◆ SUPPLIED RECORDS ◆
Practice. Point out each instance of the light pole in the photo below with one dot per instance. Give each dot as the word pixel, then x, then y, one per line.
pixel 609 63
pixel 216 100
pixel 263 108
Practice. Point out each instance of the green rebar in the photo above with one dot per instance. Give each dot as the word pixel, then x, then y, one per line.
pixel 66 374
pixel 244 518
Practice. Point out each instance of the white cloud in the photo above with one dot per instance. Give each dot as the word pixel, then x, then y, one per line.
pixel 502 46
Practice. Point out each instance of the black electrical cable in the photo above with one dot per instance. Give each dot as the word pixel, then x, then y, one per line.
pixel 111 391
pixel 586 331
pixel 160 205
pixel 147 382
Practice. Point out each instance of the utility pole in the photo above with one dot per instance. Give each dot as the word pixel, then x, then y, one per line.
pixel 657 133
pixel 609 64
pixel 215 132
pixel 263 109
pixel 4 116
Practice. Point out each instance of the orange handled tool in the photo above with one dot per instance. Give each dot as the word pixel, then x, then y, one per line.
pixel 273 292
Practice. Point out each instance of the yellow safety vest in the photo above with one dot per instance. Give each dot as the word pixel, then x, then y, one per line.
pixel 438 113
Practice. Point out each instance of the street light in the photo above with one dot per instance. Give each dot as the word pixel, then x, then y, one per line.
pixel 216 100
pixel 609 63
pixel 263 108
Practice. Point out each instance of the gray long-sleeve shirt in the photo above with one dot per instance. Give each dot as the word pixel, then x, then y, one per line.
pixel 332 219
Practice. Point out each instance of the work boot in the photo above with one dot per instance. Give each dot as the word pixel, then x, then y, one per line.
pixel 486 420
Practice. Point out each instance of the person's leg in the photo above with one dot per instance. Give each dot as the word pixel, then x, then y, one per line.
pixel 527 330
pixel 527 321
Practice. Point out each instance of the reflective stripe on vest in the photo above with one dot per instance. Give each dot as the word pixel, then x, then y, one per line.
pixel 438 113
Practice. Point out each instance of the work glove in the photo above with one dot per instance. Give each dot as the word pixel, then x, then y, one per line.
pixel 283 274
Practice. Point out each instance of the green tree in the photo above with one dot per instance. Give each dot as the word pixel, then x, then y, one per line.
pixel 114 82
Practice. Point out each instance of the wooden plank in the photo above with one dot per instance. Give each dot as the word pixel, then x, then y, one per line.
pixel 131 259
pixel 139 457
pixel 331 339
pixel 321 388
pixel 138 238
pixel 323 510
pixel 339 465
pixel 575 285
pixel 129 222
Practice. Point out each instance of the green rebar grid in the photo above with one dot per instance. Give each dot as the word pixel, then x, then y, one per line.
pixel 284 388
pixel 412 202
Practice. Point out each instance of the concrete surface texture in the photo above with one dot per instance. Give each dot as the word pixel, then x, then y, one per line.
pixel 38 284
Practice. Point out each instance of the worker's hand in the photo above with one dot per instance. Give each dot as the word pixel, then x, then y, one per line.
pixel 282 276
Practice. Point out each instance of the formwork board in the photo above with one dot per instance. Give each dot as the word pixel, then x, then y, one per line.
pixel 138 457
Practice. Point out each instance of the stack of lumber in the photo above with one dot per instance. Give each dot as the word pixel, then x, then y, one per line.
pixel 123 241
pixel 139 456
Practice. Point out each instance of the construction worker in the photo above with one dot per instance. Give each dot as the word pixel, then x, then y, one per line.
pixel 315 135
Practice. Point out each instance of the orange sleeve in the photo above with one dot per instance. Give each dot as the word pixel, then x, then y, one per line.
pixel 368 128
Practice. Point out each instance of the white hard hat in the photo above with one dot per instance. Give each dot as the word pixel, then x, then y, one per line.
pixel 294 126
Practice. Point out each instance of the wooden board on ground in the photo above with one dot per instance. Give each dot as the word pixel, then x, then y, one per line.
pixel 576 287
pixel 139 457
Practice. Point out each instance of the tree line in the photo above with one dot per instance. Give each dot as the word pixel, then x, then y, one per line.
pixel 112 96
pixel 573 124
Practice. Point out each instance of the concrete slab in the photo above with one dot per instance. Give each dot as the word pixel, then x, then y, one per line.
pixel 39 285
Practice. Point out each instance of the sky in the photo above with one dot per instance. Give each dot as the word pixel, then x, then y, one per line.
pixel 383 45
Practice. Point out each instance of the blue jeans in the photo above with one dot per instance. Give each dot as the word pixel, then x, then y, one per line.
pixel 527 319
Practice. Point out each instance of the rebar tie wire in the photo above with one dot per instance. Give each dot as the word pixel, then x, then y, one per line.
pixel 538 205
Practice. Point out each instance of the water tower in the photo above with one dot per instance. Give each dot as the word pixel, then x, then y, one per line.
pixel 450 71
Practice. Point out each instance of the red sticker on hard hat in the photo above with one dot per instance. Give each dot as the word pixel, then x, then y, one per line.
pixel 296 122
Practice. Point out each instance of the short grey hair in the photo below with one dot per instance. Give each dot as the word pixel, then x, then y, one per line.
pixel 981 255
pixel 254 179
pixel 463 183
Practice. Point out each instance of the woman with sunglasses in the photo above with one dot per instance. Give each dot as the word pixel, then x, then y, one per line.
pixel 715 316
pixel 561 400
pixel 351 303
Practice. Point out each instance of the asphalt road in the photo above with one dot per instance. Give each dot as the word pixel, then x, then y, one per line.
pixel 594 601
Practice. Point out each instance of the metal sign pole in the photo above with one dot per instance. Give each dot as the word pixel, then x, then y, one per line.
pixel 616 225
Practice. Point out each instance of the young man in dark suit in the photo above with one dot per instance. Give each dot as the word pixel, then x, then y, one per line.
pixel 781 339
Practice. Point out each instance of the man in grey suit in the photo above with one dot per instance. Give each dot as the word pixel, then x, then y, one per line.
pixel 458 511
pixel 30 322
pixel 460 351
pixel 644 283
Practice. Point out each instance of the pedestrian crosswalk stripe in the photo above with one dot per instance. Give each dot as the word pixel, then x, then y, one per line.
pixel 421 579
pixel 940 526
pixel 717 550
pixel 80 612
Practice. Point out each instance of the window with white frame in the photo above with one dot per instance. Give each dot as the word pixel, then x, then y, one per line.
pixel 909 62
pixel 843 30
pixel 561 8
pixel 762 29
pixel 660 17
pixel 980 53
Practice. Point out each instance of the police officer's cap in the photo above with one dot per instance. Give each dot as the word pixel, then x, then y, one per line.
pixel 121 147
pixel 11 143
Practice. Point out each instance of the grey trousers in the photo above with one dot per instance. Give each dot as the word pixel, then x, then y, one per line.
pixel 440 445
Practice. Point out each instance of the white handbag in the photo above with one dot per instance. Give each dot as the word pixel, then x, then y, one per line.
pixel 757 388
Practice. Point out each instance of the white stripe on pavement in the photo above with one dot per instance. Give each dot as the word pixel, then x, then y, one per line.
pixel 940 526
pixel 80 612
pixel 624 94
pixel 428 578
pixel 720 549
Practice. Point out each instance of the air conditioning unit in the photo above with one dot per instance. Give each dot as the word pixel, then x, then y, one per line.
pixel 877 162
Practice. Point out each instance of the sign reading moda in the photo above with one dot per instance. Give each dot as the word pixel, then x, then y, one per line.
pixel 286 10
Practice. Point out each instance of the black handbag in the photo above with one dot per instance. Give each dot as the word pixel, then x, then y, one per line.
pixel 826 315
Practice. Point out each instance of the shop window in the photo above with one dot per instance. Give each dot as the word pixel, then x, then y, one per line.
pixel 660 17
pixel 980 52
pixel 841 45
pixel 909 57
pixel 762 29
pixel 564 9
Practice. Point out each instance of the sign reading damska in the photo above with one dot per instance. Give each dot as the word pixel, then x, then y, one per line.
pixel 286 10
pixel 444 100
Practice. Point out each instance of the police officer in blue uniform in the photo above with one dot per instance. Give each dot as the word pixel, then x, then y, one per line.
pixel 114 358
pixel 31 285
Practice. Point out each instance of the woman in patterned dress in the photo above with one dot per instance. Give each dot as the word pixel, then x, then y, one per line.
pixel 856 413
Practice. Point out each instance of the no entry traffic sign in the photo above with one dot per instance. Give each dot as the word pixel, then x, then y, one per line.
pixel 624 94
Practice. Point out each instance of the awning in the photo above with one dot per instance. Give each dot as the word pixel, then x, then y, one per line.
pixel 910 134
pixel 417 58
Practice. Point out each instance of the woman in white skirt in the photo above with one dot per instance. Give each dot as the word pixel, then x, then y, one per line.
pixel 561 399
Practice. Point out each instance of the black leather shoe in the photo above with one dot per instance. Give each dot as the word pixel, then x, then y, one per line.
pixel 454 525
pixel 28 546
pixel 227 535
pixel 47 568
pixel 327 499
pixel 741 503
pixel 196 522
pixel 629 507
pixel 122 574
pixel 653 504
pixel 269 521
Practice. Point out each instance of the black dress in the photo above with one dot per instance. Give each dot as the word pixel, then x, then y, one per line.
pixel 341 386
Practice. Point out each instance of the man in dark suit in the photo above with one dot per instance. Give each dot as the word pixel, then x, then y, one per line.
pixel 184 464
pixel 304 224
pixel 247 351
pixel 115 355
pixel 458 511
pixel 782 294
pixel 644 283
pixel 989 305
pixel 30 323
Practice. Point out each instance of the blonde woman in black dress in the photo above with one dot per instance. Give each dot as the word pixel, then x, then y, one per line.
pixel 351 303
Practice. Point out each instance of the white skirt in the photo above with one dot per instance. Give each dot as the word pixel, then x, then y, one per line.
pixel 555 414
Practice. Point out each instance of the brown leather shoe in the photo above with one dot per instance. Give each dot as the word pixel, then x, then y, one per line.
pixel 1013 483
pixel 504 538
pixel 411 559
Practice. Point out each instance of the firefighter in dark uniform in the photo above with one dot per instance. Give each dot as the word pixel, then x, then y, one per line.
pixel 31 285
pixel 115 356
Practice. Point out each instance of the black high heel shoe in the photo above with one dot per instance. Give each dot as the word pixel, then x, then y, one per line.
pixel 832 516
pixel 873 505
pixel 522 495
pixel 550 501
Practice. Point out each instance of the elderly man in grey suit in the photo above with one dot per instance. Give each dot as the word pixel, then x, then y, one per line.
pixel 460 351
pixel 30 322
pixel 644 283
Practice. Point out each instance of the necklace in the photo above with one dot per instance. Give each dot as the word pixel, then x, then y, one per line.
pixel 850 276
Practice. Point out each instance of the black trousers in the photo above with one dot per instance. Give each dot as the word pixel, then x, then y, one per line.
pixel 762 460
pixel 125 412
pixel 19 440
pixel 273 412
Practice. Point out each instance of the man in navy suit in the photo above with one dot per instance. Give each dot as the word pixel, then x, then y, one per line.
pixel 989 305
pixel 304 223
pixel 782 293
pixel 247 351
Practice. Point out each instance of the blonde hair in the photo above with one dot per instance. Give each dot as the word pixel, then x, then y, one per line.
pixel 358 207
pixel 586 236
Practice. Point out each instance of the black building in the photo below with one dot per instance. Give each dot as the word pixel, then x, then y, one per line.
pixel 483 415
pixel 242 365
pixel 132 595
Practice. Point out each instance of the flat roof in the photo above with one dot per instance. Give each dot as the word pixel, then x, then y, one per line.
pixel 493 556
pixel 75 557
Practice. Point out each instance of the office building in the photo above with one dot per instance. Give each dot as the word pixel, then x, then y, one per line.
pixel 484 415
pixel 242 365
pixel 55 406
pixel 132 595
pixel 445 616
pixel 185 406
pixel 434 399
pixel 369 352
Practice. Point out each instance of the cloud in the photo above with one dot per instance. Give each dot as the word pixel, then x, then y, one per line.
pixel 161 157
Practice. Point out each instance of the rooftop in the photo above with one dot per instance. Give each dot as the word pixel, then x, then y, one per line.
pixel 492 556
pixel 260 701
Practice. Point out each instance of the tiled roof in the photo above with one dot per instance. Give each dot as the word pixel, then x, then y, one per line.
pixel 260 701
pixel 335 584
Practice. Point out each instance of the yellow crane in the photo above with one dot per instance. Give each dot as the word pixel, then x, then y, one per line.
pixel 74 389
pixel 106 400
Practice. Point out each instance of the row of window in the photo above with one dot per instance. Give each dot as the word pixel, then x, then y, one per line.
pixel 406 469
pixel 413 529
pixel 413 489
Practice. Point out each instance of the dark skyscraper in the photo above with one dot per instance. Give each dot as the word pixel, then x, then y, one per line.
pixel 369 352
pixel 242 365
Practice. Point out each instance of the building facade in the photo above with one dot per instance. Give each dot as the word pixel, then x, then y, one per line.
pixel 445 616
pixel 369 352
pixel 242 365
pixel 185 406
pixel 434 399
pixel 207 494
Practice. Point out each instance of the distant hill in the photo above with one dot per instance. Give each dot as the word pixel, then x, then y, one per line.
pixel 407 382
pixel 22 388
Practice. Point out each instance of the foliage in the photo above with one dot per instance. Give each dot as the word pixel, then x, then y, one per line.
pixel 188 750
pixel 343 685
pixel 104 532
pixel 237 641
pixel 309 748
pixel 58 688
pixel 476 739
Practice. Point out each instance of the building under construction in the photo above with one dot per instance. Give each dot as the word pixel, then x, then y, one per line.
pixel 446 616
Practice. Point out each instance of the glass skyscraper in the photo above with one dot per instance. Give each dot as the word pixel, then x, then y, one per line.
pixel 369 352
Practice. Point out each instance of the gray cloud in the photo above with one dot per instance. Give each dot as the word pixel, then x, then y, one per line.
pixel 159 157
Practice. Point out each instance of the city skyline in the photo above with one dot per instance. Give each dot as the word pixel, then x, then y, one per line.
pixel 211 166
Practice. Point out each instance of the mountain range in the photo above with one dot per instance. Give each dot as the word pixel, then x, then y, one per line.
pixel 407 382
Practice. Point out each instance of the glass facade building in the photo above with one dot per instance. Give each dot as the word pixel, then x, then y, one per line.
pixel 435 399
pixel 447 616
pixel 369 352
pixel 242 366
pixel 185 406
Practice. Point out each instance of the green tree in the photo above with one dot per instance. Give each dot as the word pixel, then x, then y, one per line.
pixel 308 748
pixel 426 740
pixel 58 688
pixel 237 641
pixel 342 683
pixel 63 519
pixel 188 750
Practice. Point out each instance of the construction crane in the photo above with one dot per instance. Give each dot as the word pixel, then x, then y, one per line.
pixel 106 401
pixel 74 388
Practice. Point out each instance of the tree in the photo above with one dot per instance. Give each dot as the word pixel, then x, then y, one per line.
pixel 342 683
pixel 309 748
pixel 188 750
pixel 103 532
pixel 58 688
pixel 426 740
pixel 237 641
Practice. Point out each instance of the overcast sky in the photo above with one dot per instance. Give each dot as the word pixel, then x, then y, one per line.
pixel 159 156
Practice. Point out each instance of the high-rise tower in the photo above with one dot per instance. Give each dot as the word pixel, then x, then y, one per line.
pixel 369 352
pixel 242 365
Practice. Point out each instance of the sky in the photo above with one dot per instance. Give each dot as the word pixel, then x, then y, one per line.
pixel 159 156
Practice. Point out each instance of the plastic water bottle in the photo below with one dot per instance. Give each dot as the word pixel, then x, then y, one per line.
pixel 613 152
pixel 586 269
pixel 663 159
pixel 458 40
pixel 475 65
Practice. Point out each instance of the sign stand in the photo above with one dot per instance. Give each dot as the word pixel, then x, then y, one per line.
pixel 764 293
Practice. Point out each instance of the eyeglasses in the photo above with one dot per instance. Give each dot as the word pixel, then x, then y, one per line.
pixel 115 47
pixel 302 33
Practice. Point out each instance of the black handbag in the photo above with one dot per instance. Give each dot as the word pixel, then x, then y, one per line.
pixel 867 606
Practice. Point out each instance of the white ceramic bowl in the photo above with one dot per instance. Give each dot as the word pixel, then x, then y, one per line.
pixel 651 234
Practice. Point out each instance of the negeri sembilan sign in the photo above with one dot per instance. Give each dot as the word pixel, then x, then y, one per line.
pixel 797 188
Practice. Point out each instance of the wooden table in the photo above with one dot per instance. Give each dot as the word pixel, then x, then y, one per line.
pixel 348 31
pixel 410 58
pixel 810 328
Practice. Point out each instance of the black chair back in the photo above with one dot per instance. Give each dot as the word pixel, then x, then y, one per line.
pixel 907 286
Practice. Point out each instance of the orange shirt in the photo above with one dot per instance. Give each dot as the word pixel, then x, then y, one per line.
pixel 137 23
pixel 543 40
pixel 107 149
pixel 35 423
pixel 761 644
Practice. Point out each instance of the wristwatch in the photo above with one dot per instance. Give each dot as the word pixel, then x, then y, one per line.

◆ WHAT NEEDS TO BE DONE ◆
Rewrite the data from the line containing "Practice. Point out each instance of the construction crane" through the line containing "pixel 797 188" as a two-column CSV with the header text,answer. Give each text and its answer one row, put each in its own quoted field, and replace line breaks with spaces.

◆ CORRECT RESPONSE ◆
text,answer
"Practice. Point out each instance of the construction crane in the photo above with one dot per instance. Give each dot as the word pixel, then x, then y, one per line.","pixel 106 401 pixel 74 388"
"Practice. Point out each instance of the tree in the photo above with one dot per instance. Give each dot as the word pixel, then x, then y, one per line.","pixel 342 683 pixel 309 748 pixel 188 750 pixel 103 532 pixel 58 688 pixel 426 740 pixel 237 641"
"Practice. Point out each instance of the overcast sky in the photo above with one dot per instance. Give each dot as the word pixel, then x, then y, one per line.","pixel 159 156"
"Practice. Point out each instance of the high-rise tower in the photo above with one dot per instance. Give each dot as the word pixel, then x, then y, one per line.","pixel 369 352 pixel 242 365"
"Practice. Point out each instance of the sky in the photo above with one dot per instance. Give each dot as the word pixel, then x, then y, one per line.","pixel 159 156"
"Practice. Point out each instance of the plastic water bottle in the photo below with one dot per instance. Give each dot as the word pixel, then x, then y, one per line.","pixel 613 152 pixel 586 269 pixel 663 159 pixel 458 40 pixel 475 65"
"Practice. Point out each instance of the sign stand in the photo above with one dot per instance. Give each dot as the word pixel, then x, then y, one per line.","pixel 764 293"
"Practice. Point out each instance of the eyeglasses in the photo above with one dot per instance. Give each dot as the word pixel, then x, then y, one per line.","pixel 115 47 pixel 302 33"
"Practice. Point out each instance of the black handbag in the photo above with one dot per instance. Give each dot as the word pixel, then x, then y, one per line.","pixel 867 606"
"Practice. Point out each instance of the white ceramic bowl in the photo above with one dot per instance. Give each dot as the word pixel, then x, then y, one per line.","pixel 651 234"
"Practice. Point out each instance of the negeri sembilan sign in the photo above with one dot per instance. Give each dot as the word pixel, then x, then y, one per line.","pixel 797 188"